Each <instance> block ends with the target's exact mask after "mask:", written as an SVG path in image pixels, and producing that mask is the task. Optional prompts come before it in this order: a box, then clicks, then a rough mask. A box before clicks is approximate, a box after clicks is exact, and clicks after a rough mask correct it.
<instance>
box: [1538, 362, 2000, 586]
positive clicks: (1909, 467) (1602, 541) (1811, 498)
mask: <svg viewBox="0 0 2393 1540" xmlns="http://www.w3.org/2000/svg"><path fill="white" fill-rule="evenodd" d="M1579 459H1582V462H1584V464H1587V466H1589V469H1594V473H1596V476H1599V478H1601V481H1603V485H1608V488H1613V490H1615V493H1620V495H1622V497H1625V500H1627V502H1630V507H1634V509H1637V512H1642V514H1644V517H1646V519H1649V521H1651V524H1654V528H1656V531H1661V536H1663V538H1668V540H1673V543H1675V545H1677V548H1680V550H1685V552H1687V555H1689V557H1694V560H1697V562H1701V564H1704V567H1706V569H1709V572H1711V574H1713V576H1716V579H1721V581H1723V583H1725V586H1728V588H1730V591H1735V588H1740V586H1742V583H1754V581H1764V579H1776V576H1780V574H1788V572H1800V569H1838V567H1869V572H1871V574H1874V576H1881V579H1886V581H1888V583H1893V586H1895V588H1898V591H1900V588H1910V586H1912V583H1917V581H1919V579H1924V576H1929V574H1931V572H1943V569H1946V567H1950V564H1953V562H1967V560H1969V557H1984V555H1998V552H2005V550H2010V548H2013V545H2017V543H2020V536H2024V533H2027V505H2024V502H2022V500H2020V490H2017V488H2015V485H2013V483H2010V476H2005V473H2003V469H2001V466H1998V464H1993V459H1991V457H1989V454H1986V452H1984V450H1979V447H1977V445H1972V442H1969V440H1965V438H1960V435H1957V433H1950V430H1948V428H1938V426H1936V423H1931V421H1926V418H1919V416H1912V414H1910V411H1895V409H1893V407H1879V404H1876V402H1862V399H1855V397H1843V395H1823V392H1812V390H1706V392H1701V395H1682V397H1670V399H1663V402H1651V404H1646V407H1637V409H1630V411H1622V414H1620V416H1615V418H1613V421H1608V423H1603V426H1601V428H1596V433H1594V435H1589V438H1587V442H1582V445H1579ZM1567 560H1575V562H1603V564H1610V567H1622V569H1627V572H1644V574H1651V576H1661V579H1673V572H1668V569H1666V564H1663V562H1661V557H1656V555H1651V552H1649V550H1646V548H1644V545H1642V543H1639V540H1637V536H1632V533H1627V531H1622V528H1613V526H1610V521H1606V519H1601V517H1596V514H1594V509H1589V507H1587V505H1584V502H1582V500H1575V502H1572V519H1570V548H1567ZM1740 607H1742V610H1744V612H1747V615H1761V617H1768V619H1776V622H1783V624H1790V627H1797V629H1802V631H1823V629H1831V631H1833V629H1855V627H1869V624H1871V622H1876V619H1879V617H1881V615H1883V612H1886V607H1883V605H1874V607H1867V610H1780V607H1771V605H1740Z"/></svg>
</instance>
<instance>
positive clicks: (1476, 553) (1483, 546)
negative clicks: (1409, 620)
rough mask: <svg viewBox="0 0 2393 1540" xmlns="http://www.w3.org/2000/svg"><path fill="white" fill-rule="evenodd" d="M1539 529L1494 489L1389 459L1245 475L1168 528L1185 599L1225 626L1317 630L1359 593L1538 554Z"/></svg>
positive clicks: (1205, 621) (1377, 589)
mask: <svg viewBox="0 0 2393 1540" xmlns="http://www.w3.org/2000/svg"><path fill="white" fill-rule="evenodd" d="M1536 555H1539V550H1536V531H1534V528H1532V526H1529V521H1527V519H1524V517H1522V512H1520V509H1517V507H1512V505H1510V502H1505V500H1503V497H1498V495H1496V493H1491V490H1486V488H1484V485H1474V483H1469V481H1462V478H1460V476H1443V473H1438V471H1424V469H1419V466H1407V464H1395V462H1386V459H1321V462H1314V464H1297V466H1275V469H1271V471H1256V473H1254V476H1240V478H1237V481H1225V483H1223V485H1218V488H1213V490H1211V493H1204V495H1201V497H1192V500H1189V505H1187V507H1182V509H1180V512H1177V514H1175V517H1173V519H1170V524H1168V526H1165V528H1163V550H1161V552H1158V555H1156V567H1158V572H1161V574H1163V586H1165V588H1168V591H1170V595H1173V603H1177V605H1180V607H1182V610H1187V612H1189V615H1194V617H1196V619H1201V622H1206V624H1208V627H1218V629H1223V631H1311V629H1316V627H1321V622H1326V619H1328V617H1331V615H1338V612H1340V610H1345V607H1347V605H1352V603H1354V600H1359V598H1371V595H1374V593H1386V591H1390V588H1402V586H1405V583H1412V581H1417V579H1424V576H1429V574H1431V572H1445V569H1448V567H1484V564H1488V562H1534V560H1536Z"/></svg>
........
Work task –
In the entries above, which lines hold the string "rough"? Report all of them.

Task output –
Each <instance> block ends with the target's exact mask after "mask:", written as an SVG path in image pixels, and producing that mask is the task. Optional prompts come before it in this order: a box, then clicks, then a rough mask. A box before clicks is approximate, a box after clicks is exact, and clicks after a rough mask correct it.
rough mask: <svg viewBox="0 0 2393 1540" xmlns="http://www.w3.org/2000/svg"><path fill="white" fill-rule="evenodd" d="M1539 529L1494 489L1389 459L1245 475L1168 528L1185 599L1225 626L1317 630L1359 593L1538 554Z"/></svg>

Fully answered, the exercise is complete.